### Page extract:
    _______________
    On May 22nd I deactivated my FB page. It’s been strangely liberating not to start the day by checking in to see what 1200 of my best friends have to say. Rants, news, recipes, stories, poems, petitions, advertisements, cartoons, videos, flames, flatteries, invitations, likes, self promotions, deaths, births, illnesses, politics, economics, complaints. All streaming down my screen as I sit and watch, picking and choosing at random where to focus my attention next.

    How often it seemed like I was living a Chauncey Gardiner non-experience: “I like to watch.” Watching myself watching the same surreal opera over and over. At times I was the only one sitting in the audience watching a packed stage – 1200 voices up there all singing different tunes all at once. Every once in a while someone would come in through a side door, approach me and ask “Can I sing in the opera?” and I would answer “Sure, get on up there.” 1201. At times I would hop up on stage with everyone else and belt out my own songs. Like the final chorus in name-any-Rossini-opera where everyone crowds on stage and sings “Everybody Run in Circles.”

### Given information:
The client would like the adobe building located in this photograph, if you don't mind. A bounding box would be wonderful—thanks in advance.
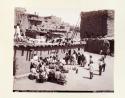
[80,10,114,39]
[80,10,114,55]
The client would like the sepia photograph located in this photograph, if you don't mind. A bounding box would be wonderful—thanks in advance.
[13,7,115,93]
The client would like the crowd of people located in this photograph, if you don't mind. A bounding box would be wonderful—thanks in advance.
[29,54,68,84]
[29,50,106,84]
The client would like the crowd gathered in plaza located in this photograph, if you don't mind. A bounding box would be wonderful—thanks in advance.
[29,49,106,84]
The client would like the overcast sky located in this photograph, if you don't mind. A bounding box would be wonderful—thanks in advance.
[26,8,81,25]
[14,0,116,25]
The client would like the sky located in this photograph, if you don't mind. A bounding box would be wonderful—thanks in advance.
[26,8,81,25]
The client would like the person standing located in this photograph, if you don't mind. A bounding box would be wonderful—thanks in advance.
[99,59,103,76]
[89,62,94,79]
[102,57,106,72]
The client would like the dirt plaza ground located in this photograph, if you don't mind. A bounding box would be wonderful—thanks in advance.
[13,52,114,91]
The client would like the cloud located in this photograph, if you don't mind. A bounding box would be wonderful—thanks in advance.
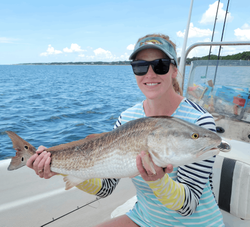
[176,23,212,38]
[40,45,62,56]
[0,37,17,43]
[63,43,85,53]
[200,1,233,24]
[127,44,135,50]
[234,24,250,41]
[94,48,114,59]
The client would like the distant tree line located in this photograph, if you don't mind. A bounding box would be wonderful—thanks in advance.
[20,51,250,65]
[184,51,250,65]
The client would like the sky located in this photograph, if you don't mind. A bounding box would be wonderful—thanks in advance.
[0,0,250,65]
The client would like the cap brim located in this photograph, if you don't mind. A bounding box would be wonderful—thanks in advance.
[129,44,174,60]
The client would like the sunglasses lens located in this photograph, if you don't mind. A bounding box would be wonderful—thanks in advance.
[131,61,149,76]
[131,59,170,76]
[153,59,170,75]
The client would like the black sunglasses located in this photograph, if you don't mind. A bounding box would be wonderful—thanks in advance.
[130,58,175,76]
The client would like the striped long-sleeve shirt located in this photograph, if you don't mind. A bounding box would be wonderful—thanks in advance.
[76,99,224,226]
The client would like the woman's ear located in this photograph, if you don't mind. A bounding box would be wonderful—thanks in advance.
[170,64,178,78]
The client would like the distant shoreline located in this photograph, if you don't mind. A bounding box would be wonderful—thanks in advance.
[3,51,250,65]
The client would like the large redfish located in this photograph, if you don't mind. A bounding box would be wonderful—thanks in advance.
[7,117,229,189]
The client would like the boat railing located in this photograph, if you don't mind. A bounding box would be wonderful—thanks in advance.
[181,42,250,142]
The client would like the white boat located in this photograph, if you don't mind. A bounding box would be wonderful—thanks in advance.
[0,0,250,227]
[111,42,250,227]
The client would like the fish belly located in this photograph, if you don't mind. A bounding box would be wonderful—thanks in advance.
[51,151,139,180]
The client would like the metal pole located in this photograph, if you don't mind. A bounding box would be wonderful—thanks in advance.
[178,0,193,90]
[202,0,220,78]
[214,0,230,84]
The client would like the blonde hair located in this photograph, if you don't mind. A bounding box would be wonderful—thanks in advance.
[137,34,183,95]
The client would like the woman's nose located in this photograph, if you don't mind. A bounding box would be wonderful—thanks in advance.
[146,65,157,77]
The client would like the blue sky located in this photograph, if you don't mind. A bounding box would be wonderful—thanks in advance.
[0,0,250,64]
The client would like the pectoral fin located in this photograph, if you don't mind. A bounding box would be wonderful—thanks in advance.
[141,152,156,174]
[63,175,84,190]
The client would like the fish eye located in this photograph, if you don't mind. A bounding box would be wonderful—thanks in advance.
[192,133,199,139]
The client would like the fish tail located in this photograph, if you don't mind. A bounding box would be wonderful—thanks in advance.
[6,131,36,170]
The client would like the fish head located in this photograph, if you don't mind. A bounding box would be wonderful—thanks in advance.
[6,131,36,170]
[148,118,222,167]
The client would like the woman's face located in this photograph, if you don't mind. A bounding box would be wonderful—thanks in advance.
[135,49,177,99]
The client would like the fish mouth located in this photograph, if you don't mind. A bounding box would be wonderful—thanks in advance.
[217,140,231,152]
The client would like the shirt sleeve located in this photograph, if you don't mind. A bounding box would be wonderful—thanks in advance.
[177,113,216,216]
[76,116,121,198]
[147,113,216,216]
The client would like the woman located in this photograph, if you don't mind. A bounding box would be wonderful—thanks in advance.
[27,34,224,227]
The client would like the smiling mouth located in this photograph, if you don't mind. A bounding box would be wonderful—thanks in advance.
[145,83,160,86]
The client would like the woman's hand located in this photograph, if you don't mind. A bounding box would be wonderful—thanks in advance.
[136,151,173,181]
[26,146,58,179]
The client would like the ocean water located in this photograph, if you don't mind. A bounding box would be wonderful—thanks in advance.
[0,65,147,160]
[0,64,250,160]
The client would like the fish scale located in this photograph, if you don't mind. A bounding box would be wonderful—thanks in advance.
[7,116,227,189]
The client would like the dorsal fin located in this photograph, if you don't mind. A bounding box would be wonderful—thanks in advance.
[46,132,108,152]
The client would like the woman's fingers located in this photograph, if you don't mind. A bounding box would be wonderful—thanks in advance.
[164,164,174,173]
[136,151,173,181]
[43,152,58,179]
[26,153,38,169]
[36,145,47,154]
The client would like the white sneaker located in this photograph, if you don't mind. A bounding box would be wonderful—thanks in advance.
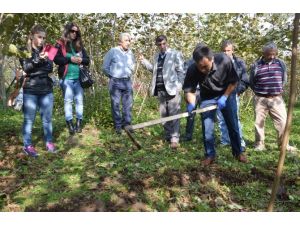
[286,145,298,152]
[254,145,266,152]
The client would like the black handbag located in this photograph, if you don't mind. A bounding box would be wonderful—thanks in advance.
[79,65,94,88]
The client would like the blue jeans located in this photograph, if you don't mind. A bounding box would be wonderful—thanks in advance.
[200,94,243,158]
[23,93,53,147]
[217,94,246,148]
[59,79,83,121]
[185,89,201,139]
[109,78,133,129]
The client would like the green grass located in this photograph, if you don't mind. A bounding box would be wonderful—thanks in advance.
[0,88,300,212]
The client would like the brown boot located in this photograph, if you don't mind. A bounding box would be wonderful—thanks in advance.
[202,157,215,166]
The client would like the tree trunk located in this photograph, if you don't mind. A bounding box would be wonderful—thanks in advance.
[267,13,300,212]
[0,50,6,108]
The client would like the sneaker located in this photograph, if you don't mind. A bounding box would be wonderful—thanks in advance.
[201,157,215,166]
[237,153,248,163]
[286,145,298,152]
[254,145,266,152]
[170,142,179,149]
[23,145,39,157]
[46,142,56,153]
[116,128,122,135]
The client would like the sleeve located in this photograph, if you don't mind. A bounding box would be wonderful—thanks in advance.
[102,49,112,77]
[128,52,136,73]
[53,44,71,66]
[182,65,198,93]
[81,48,90,66]
[142,59,153,73]
[237,60,249,94]
[249,63,256,90]
[279,59,287,85]
[226,60,239,84]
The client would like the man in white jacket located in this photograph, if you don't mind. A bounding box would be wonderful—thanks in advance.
[139,35,184,149]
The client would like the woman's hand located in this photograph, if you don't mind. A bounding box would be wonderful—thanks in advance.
[71,56,82,64]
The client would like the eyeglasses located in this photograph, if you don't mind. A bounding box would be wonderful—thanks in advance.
[70,30,78,34]
[156,42,167,46]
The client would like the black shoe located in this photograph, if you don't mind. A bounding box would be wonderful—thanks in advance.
[66,120,75,135]
[116,128,122,135]
[182,137,192,142]
[75,119,82,133]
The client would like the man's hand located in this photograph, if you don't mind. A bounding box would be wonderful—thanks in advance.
[217,95,227,110]
[186,103,195,115]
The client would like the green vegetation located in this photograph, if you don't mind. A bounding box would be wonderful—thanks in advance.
[0,87,300,212]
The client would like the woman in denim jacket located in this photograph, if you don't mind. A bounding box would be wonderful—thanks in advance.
[20,25,56,157]
[54,22,90,135]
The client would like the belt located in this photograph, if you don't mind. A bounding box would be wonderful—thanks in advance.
[112,77,130,80]
[255,93,281,98]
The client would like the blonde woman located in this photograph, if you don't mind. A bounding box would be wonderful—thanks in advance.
[20,25,56,157]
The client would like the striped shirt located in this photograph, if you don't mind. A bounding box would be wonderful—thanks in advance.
[253,59,285,96]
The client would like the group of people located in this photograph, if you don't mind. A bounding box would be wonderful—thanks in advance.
[20,23,89,157]
[20,23,292,165]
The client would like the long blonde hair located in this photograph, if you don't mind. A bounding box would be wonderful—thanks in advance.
[27,24,46,52]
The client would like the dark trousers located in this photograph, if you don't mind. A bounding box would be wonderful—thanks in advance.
[158,91,181,143]
[200,94,243,158]
[109,78,133,129]
[185,89,200,139]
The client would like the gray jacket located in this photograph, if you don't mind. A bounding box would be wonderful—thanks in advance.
[142,48,185,95]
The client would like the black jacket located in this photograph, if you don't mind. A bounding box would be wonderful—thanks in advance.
[20,49,53,95]
[53,43,90,79]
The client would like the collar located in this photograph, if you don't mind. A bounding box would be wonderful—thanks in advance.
[260,58,276,65]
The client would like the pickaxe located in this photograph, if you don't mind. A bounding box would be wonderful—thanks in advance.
[125,105,217,149]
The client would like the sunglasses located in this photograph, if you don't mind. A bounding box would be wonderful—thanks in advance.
[156,42,167,46]
[70,30,78,34]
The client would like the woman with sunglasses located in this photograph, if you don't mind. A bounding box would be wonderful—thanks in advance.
[20,25,56,157]
[54,22,90,135]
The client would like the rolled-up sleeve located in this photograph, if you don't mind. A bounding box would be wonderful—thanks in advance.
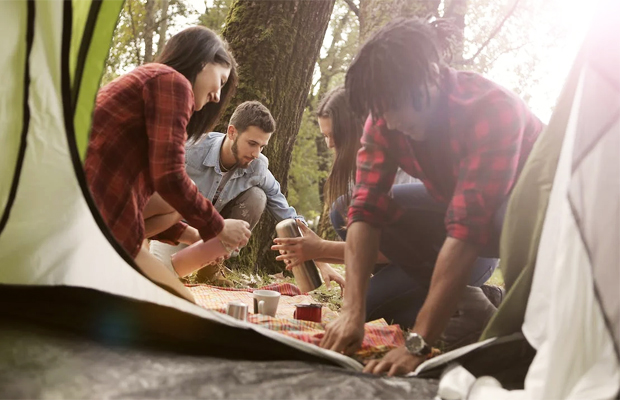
[445,94,526,246]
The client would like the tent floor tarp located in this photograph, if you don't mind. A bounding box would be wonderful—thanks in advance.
[0,321,437,399]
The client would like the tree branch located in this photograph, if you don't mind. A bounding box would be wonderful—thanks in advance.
[343,0,360,18]
[463,0,519,64]
[127,1,142,65]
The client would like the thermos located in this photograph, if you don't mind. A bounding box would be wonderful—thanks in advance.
[276,219,323,293]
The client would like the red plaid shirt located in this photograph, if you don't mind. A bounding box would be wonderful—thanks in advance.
[84,63,224,257]
[349,68,543,245]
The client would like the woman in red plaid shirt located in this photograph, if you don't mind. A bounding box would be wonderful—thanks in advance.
[321,18,543,375]
[85,27,250,300]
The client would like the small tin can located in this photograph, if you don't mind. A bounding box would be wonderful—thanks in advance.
[293,304,323,323]
[226,301,248,321]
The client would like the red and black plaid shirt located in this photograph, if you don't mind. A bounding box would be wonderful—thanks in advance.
[349,68,543,245]
[84,63,224,257]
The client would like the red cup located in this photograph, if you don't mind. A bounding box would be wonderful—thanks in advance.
[293,304,323,323]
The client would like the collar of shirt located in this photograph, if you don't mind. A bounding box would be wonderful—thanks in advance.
[202,132,253,179]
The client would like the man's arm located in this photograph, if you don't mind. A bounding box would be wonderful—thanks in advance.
[320,222,380,354]
[364,237,479,376]
[413,237,480,343]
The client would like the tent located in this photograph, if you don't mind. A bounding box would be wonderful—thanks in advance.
[0,0,440,398]
[0,0,620,398]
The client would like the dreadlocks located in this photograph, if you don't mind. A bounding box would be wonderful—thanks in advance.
[346,18,455,118]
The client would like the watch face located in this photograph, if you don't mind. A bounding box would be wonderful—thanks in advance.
[406,333,424,354]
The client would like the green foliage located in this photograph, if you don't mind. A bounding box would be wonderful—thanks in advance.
[102,0,197,85]
[287,109,327,220]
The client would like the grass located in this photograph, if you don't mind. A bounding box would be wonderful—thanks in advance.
[487,268,504,286]
[184,264,504,312]
[183,264,344,311]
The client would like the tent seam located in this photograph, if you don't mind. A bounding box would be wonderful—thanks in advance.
[0,0,35,235]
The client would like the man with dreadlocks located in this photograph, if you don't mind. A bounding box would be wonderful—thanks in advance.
[321,18,543,375]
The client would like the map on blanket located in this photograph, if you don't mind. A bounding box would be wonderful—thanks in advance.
[187,283,405,363]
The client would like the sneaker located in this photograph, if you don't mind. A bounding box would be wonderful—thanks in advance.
[196,263,234,287]
[440,286,497,350]
[480,284,506,308]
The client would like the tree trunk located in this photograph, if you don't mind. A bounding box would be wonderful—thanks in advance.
[360,0,441,43]
[221,0,335,272]
[443,0,467,64]
[144,0,156,63]
[157,0,170,55]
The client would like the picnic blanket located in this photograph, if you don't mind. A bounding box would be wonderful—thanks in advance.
[187,283,405,363]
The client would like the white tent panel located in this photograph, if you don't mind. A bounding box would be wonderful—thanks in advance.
[0,0,27,212]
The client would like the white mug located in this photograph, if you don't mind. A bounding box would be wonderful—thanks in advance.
[252,290,280,317]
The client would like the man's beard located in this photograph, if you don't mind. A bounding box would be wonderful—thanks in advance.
[230,136,252,168]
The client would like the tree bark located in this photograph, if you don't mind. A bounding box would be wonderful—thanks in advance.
[221,0,335,272]
[144,0,155,63]
[360,0,441,43]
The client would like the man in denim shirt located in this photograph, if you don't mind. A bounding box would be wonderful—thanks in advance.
[151,101,305,284]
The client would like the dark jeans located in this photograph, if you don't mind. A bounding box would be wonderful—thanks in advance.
[330,183,505,328]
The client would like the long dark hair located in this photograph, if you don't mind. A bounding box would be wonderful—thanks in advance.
[345,18,458,119]
[155,26,238,140]
[316,86,364,209]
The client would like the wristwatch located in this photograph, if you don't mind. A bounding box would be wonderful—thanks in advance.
[405,332,431,357]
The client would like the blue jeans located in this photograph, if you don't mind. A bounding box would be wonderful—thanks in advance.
[330,183,505,328]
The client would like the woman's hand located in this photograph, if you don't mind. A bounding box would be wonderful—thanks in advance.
[217,219,252,252]
[271,220,323,267]
[315,262,344,296]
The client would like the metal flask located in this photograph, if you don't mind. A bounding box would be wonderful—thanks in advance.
[276,219,322,293]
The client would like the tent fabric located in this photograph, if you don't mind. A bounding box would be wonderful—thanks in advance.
[481,32,584,340]
[0,322,437,400]
[440,2,620,399]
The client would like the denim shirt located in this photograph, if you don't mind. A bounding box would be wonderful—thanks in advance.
[185,132,305,222]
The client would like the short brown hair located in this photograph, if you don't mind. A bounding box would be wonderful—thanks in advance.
[229,101,276,133]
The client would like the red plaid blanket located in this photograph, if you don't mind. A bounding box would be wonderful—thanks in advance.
[188,283,405,362]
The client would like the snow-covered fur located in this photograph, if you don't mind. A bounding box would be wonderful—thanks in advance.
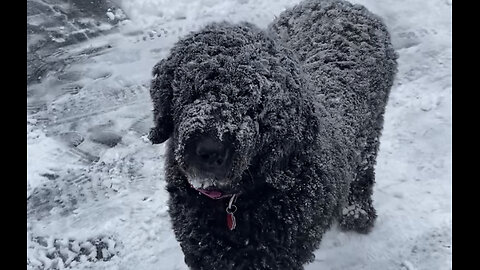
[150,0,396,270]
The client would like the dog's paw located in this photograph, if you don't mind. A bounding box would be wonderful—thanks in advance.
[340,204,377,234]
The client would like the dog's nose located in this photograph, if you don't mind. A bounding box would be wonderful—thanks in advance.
[187,136,232,179]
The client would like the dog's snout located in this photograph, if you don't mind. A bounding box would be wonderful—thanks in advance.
[186,136,232,179]
[195,138,229,167]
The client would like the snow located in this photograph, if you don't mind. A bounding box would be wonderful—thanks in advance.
[27,0,452,270]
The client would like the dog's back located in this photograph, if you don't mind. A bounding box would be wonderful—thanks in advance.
[269,0,397,152]
[268,0,397,232]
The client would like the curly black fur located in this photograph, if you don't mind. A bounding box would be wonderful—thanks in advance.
[150,0,397,269]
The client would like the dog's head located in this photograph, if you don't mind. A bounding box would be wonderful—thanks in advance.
[150,23,317,192]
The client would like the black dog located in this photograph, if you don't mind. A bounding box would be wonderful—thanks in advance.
[150,0,397,270]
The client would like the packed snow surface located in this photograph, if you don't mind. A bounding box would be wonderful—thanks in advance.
[27,0,452,270]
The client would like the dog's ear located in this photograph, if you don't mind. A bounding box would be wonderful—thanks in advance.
[148,59,173,144]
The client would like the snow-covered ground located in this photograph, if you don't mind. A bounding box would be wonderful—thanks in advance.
[27,0,452,270]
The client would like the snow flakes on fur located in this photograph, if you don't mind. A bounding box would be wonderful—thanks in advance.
[150,0,396,269]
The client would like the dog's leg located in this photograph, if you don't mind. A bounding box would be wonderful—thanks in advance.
[340,136,379,233]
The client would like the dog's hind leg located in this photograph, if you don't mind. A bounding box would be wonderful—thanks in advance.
[340,132,379,233]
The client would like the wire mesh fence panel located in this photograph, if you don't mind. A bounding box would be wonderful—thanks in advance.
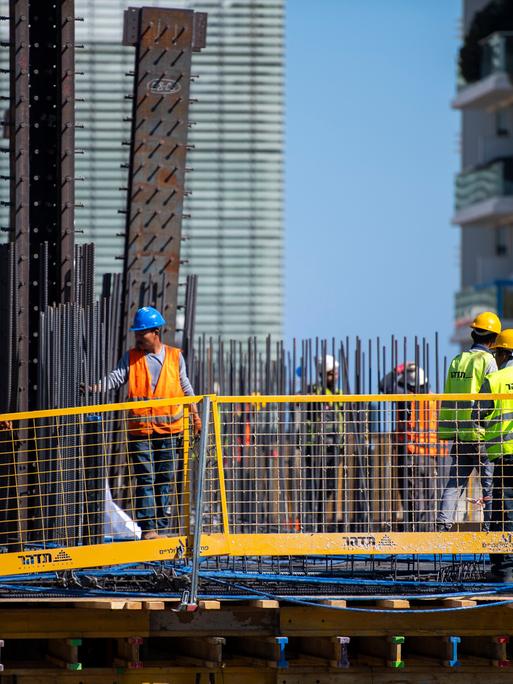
[207,394,508,553]
[0,398,197,567]
[0,394,513,574]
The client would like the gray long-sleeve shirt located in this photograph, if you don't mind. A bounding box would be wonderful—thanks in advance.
[99,345,194,397]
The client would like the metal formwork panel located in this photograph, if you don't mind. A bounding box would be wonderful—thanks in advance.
[123,7,206,344]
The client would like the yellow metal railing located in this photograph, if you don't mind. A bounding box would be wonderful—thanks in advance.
[0,394,513,575]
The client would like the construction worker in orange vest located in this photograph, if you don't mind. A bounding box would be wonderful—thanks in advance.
[380,361,447,531]
[97,306,201,539]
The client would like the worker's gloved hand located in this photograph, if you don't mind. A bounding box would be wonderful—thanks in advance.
[192,414,201,435]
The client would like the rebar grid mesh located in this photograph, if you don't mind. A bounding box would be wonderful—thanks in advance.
[0,401,202,548]
[210,395,504,534]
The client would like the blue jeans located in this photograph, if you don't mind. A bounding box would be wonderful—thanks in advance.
[129,432,177,532]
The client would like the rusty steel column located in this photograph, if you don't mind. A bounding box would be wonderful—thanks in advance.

### Problem A:
For each statement about the Facebook passage, say yes or no for whether it agrees with the text, and quote the words that decide it.
(i) The writer deactivated the page on May 22nd.
(ii) The writer had about 1500 friends on the page.
(iii) The writer only ever watched and never joined in.
### Problem B:
Summarize the Facebook passage in two sentences.
### Problem C:
In the Facebook passage, how does the writer answer someone who asks, "Can I sing in the opera?"
Use only the Facebook passage to answer; the items play no part.

### Output A:
(i) Yes: "On May 22nd I deactivated my FB page."
(ii) No: "what 1200 of my best friends have to say"
(iii) No: "At times I would hop up on stage with everyone else and belt out my own songs."

### Output B:
The writer deactivated their Facebook page on May 22nd and has found it strangely liberating not to start the day checking what 1200 friends have to say. The writer compares the endless stream of posts to a surreal opera with 1200 voices singing different tunes at once, usually watched from the audience but sometimes joined with songs of the writer's own.

### Output C:
"Sure, get on up there."